WRITTEN TASK
Return each line from the records below that contains the string "computer", copied unchanged.

******************************

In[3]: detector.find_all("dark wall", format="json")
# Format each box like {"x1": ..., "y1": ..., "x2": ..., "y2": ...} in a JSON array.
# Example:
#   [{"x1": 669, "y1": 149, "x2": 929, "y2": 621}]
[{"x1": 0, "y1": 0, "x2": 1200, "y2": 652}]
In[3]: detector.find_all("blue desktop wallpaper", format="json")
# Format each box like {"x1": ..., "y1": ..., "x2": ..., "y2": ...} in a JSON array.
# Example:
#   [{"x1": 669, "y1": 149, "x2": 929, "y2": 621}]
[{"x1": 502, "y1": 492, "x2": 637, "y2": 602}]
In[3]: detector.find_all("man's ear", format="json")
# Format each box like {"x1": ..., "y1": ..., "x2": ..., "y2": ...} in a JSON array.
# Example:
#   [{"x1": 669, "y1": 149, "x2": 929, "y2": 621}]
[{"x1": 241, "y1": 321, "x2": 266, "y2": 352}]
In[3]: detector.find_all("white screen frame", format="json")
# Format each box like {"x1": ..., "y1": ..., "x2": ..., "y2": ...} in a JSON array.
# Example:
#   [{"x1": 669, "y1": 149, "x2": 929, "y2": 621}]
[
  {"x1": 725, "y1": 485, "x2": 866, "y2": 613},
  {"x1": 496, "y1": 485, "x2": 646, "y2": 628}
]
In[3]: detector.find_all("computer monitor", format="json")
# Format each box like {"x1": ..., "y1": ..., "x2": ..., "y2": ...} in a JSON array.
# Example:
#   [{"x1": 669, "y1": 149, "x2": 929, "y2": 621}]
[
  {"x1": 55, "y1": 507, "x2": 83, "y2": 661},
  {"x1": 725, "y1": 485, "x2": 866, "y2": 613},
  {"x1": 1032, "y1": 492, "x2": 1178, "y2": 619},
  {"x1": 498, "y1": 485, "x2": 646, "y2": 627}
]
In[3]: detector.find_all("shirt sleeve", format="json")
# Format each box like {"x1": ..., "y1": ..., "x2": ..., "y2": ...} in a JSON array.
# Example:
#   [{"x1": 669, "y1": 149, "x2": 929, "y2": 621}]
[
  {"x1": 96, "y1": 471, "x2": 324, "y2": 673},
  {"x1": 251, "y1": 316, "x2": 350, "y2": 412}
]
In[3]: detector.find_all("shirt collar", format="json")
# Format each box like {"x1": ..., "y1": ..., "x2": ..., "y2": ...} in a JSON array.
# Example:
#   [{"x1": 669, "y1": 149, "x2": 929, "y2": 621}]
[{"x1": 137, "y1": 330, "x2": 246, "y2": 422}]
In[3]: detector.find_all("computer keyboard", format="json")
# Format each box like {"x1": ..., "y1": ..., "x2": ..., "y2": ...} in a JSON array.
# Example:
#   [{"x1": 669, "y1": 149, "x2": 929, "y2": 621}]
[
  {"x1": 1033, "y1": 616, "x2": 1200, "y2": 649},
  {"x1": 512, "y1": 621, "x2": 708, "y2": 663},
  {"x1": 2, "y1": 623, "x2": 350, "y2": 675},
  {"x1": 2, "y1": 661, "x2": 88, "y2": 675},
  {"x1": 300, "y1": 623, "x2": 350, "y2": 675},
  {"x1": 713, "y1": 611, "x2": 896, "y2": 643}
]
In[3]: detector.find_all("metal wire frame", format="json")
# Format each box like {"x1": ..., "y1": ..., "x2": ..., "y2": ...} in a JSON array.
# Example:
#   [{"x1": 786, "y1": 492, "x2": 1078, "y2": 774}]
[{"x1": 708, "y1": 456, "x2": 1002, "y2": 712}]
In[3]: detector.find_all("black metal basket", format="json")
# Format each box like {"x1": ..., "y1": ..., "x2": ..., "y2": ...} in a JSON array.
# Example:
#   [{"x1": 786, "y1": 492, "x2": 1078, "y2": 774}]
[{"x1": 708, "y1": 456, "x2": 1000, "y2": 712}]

******************************

OUTPUT
In[3]: detector.find_all("computer monitor", format="json")
In[3]: detector.find_all("computer keyboard", format="json")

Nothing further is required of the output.